Document excerpt:
○ ○ ○ ○ ○

Vincent Guittot Jan. 30, 2019, 1:18 p.m. UTC | #3

On Wed, 30 Jan 2019 at 14:06, Rafael J. Wysocki <rafael@kernel.org> wrote:
>
> On Wed, Jan 30, 2019 at 12:16 PM Vincent Guittot
> <vincent.guittot@linaro.org> wrote:
> >
> > A deadlock has been seen when swicthing clocksources which use PM runtime.
> > The call path is:
> > change_clocksource
> >     ...
> >     write_seqcount_begin
> >     ...
> >     timekeeping_update
> >         ...
> >         sh_cmt_clocksource_enable
> >             ...
> >             rpm_resume
> >                 pm_runtime_mark_last_busy
> >                     ktime_get
> >                         do
> >                             read_seqcount_begin
> >                         while read_seqcount_retry
> >     ....

○ ○ ○ ○ ○

Given records:
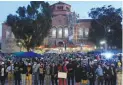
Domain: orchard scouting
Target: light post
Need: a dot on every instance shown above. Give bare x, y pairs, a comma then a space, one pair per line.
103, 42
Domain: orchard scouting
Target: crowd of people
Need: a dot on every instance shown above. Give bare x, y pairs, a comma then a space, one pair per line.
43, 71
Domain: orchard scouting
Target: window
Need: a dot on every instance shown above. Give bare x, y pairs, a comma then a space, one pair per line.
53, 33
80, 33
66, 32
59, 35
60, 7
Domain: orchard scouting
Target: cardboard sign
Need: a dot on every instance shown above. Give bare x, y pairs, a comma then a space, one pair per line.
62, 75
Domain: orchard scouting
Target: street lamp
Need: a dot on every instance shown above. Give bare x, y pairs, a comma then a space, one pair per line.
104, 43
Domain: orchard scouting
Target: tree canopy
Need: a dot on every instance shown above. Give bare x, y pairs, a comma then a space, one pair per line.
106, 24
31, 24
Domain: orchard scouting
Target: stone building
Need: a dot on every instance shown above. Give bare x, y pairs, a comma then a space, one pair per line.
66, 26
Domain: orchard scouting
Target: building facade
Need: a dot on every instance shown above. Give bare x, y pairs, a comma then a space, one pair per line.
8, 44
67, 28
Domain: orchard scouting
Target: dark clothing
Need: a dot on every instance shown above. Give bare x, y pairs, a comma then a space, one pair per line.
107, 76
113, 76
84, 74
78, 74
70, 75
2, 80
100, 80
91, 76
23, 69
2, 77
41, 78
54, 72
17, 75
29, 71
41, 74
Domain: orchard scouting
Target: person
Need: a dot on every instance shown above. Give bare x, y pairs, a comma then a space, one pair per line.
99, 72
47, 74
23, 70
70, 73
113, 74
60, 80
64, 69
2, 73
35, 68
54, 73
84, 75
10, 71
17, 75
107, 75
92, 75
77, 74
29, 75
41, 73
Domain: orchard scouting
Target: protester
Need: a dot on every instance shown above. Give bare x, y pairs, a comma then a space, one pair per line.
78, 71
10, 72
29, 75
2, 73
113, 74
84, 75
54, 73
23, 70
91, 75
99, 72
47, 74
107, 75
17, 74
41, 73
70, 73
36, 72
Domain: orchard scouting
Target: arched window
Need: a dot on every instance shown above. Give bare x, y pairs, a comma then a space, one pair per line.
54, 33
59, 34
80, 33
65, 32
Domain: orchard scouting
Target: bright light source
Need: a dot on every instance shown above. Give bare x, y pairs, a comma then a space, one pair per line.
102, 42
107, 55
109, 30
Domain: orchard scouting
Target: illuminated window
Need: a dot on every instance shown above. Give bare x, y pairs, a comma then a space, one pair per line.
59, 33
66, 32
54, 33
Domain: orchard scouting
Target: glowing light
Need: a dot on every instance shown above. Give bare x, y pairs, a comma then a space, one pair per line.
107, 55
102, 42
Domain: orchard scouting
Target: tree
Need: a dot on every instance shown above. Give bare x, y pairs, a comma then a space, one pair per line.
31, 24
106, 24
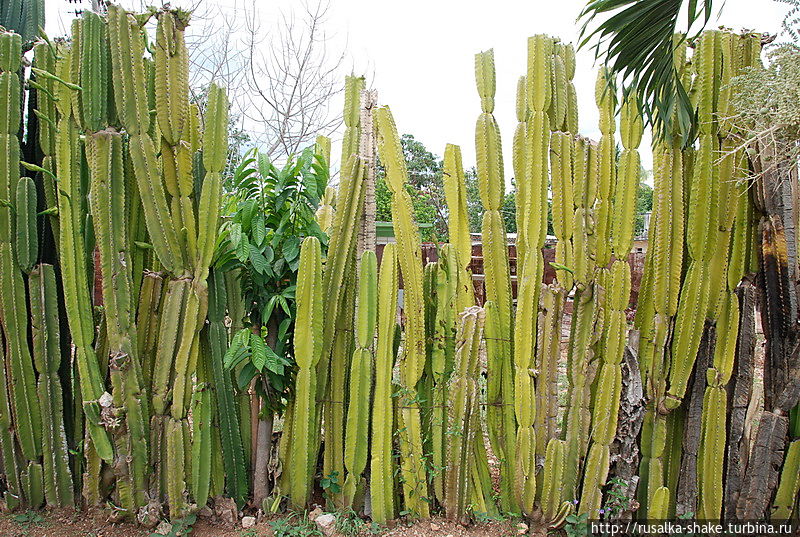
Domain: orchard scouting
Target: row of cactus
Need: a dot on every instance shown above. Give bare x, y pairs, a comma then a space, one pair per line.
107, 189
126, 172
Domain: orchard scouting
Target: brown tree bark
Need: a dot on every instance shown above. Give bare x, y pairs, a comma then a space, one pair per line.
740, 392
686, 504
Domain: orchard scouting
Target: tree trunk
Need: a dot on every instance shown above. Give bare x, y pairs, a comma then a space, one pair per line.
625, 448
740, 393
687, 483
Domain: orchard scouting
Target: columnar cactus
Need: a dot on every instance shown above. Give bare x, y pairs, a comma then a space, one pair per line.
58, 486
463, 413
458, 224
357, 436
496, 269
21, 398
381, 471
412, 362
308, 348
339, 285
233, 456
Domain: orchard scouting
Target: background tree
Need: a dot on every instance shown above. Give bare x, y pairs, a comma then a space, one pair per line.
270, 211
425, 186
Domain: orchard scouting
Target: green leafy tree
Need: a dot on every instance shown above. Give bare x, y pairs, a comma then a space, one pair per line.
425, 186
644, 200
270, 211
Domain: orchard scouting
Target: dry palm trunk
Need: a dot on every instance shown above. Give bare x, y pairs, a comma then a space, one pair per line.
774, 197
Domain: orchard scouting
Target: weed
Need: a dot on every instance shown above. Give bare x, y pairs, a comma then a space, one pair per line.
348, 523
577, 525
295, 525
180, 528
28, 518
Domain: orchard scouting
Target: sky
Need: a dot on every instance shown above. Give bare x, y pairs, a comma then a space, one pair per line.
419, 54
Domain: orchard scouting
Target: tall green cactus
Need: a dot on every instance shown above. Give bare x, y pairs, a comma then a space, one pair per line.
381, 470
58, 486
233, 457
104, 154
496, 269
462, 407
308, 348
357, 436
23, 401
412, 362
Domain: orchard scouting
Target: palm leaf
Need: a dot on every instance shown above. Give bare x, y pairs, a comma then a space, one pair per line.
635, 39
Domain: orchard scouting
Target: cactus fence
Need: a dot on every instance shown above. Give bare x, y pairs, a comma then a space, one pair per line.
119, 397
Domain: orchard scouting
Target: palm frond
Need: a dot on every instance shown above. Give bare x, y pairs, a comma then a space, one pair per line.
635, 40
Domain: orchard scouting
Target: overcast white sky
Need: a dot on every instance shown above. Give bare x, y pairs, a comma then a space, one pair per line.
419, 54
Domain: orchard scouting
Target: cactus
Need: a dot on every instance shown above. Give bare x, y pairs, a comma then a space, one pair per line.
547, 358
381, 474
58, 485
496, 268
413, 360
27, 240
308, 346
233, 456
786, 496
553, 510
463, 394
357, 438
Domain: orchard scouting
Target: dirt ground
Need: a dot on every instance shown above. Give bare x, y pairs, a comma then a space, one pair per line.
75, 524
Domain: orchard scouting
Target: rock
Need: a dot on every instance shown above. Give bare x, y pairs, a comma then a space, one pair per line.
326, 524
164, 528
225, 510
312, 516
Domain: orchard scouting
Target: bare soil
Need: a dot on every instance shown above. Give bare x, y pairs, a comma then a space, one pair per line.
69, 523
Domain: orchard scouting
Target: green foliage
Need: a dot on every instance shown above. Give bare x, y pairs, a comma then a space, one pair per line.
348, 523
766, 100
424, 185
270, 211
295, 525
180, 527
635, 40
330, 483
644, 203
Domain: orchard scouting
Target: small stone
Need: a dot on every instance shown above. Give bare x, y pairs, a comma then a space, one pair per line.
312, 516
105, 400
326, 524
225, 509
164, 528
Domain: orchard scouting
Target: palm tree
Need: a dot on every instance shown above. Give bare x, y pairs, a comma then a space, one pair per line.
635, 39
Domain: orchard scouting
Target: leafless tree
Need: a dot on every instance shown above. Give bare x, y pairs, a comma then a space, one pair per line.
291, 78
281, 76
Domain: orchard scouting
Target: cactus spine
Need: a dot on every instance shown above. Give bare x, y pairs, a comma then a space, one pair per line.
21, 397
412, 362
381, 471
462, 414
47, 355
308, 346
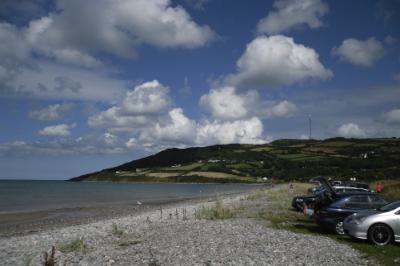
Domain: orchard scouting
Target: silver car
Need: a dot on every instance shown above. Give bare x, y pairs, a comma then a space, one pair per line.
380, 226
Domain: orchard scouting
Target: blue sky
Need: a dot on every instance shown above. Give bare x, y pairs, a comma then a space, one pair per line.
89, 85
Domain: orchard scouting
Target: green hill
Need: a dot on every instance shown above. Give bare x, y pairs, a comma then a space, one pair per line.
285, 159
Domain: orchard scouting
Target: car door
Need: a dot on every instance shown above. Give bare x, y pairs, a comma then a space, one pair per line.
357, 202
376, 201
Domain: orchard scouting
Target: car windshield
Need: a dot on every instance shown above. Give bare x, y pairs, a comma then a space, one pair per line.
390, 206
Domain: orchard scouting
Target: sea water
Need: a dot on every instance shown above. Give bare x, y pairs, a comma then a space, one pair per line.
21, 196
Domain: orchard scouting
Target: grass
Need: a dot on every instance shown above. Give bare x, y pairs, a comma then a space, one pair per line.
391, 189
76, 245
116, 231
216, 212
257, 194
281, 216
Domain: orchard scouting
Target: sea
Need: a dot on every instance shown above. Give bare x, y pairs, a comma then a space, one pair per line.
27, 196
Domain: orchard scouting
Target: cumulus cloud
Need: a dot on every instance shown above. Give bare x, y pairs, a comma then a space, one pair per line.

○ ○ ○ ○ ○

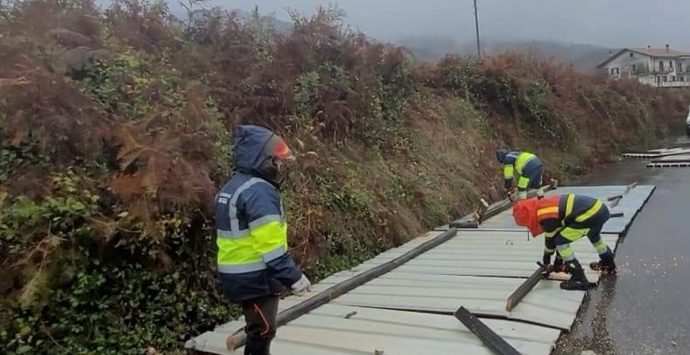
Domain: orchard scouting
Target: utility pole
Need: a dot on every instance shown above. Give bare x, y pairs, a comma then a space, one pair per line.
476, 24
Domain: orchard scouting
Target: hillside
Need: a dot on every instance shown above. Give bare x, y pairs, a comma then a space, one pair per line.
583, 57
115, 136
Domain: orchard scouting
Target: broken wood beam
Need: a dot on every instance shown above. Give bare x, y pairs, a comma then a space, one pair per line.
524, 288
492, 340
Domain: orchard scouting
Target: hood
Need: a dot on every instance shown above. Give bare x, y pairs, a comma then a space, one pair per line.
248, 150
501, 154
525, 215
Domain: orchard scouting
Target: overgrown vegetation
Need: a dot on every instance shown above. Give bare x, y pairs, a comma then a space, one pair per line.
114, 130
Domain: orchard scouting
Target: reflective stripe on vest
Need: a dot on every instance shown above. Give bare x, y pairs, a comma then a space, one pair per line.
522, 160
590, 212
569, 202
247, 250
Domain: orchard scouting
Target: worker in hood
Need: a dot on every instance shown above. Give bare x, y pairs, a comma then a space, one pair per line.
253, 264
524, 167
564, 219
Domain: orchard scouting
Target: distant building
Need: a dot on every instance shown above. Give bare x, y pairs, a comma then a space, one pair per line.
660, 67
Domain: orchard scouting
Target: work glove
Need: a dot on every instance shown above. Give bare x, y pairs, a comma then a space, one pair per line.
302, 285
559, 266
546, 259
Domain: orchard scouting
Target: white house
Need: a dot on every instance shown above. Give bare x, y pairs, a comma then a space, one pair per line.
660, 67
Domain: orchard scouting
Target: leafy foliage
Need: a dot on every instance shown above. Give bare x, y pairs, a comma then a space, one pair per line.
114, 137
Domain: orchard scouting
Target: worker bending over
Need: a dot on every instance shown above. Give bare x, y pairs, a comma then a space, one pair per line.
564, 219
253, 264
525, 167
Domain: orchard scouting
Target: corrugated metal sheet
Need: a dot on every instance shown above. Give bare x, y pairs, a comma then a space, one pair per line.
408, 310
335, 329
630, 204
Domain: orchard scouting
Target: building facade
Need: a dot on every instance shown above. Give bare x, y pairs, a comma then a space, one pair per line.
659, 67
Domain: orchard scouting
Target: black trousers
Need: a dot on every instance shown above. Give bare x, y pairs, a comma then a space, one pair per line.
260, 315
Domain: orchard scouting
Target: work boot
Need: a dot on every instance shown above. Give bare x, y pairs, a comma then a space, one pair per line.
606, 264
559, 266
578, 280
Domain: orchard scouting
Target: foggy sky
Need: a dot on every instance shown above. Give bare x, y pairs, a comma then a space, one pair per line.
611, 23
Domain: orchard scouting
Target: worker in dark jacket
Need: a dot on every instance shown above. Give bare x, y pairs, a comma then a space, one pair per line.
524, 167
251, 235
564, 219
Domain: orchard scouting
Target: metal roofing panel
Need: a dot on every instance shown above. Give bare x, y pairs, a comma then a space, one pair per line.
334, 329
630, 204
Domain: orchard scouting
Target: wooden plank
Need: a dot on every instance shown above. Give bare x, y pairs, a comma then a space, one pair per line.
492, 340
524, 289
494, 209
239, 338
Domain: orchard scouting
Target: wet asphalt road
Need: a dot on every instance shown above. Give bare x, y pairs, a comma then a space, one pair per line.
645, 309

○ ○ ○ ○ ○

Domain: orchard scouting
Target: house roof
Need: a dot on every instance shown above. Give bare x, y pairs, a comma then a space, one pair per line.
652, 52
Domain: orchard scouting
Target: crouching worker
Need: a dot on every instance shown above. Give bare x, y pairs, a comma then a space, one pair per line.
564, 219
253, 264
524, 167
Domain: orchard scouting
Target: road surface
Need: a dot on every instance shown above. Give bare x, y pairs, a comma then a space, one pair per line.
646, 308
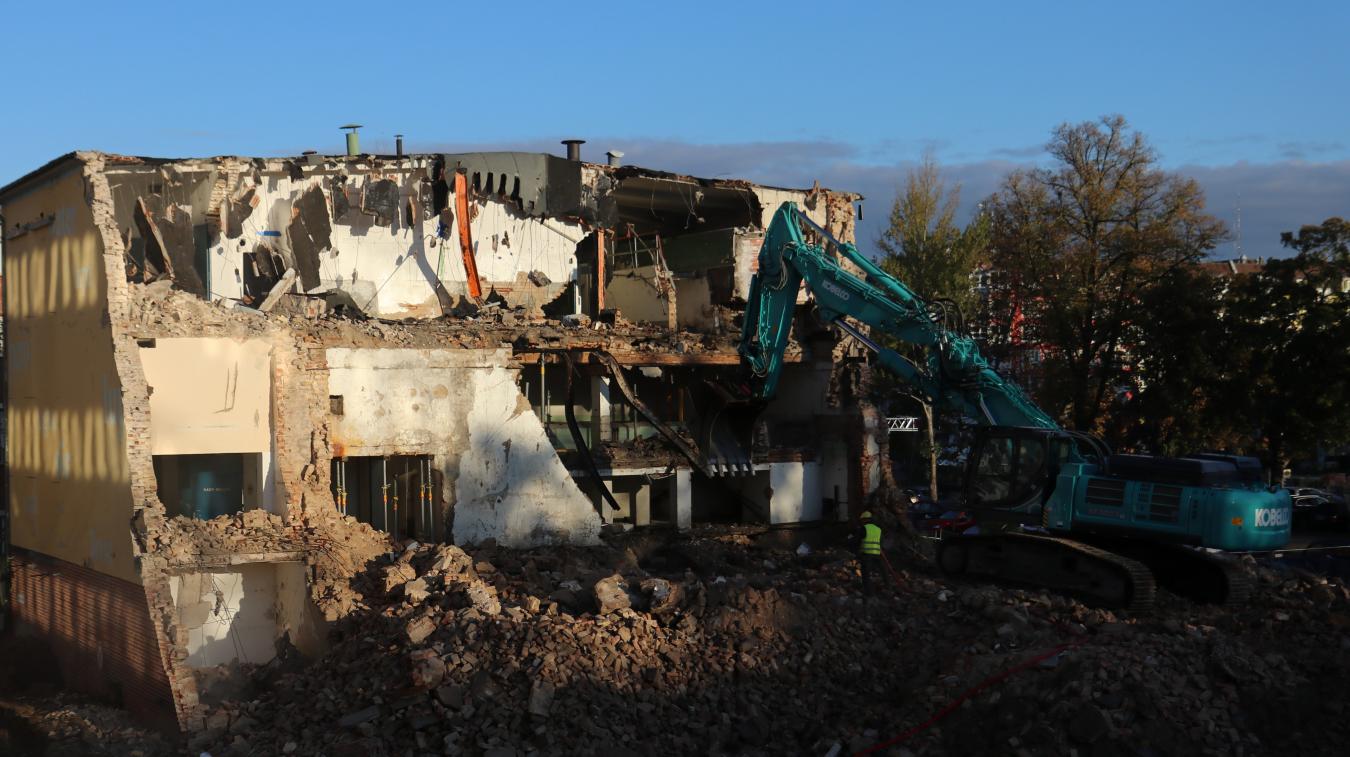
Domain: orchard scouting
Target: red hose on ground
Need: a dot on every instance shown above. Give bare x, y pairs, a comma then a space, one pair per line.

○ ○ ○ ○ ○

What the task requires:
Reproduce the mailing-list excerpt about the clocksource deadlock above in full, character for character.

Response:
Vincent Guittot Jan. 30, 2019, 1:18 p.m. UTC | #3

On Wed, 30 Jan 2019 at 14:06, Rafael J. Wysocki <rafael@kernel.org> wrote:
>
> On Wed, Jan 30, 2019 at 12:16 PM Vincent Guittot
> <vincent.guittot@linaro.org> wrote:
> >
> > A deadlock has been seen when swicthing clocksources which use PM runtime.
> > The call path is:
> > change_clocksource
> >     ...
> >     write_seqcount_begin
> >     ...
> >     timekeeping_update
> >         ...
> >         sh_cmt_clocksource_enable
> >             ...
> >             rpm_resume
> >                 pm_runtime_mark_last_busy
> >                     ktime_get
> >                         do
> >                             read_seqcount_begin
> >                         while read_seqcount_retry
> >     ....